(Data entries)
+===+
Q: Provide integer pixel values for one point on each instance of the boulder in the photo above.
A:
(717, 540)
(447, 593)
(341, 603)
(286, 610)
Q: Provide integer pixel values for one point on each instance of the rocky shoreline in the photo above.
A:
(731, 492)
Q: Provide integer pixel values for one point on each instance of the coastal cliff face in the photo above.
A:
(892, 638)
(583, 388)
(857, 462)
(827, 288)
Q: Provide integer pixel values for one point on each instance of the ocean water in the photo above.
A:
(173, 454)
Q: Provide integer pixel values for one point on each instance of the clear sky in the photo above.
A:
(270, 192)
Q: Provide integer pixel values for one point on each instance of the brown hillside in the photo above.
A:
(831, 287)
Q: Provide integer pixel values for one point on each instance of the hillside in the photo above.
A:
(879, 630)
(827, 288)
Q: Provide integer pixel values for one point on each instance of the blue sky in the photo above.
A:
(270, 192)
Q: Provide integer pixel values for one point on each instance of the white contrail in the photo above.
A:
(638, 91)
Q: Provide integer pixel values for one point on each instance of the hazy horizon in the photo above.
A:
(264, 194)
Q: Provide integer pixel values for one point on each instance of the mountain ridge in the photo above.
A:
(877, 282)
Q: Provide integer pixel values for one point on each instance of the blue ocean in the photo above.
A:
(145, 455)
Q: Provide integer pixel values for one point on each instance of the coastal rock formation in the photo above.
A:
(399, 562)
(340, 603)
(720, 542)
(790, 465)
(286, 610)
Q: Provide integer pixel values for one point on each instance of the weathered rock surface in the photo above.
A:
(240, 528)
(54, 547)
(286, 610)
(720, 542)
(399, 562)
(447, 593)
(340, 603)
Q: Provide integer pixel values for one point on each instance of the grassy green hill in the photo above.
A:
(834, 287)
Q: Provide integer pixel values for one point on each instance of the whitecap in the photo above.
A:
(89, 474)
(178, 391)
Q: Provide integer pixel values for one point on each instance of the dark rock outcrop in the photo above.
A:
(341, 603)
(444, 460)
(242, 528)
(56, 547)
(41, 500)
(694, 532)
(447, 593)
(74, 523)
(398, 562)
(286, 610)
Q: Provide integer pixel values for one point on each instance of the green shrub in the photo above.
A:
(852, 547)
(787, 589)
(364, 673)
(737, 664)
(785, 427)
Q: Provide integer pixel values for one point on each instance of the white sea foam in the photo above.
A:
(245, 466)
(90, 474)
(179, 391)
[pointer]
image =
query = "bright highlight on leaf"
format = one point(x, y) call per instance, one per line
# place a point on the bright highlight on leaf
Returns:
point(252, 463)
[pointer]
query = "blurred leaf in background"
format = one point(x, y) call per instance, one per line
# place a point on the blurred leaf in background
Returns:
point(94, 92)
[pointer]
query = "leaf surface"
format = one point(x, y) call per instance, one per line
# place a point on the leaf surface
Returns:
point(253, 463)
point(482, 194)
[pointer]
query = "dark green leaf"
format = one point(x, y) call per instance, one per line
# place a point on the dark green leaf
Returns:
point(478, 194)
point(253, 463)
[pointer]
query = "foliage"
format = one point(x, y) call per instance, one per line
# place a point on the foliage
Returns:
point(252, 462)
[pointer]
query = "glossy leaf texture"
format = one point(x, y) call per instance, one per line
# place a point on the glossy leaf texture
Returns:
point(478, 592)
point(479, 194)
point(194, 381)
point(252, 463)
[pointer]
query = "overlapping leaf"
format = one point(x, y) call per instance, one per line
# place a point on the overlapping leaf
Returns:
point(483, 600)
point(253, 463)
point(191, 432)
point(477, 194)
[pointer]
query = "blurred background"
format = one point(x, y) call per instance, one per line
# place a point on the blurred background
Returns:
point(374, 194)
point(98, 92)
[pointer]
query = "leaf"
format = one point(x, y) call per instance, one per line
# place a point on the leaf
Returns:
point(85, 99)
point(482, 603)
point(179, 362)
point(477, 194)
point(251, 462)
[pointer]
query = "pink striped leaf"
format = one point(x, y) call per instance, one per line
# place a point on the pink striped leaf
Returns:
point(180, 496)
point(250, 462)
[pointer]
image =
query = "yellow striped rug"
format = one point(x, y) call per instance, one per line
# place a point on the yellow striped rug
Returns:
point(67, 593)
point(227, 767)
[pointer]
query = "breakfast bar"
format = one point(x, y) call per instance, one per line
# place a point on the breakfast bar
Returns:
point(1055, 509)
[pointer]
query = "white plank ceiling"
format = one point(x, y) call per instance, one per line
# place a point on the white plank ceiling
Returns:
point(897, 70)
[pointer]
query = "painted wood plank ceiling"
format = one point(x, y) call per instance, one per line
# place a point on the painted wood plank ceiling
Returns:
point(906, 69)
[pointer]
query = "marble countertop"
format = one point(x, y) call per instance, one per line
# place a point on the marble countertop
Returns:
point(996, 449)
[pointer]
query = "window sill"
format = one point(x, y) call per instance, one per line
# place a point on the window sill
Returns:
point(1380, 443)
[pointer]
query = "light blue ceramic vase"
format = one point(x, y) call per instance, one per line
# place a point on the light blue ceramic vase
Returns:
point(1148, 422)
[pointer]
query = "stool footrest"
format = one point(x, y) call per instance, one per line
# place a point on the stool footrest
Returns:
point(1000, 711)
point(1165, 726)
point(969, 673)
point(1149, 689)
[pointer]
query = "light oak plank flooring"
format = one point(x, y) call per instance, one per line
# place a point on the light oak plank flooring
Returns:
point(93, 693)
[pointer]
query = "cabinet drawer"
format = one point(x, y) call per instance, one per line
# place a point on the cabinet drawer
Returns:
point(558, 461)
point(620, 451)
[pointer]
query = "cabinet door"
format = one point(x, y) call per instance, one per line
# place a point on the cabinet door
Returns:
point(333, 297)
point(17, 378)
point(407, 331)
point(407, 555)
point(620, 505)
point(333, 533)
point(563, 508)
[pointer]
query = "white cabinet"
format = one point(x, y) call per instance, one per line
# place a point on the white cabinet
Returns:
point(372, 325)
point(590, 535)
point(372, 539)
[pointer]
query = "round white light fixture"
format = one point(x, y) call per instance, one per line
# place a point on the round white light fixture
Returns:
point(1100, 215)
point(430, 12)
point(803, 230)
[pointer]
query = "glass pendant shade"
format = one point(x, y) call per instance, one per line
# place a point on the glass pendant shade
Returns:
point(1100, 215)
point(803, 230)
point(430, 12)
+===+
**TASK ITEM**. Where the word "countertop" appears in a line of the entries, copy that line.

**WRITTEN ANSWER**.
query = "marble countertop"
# place a point on the marble countertop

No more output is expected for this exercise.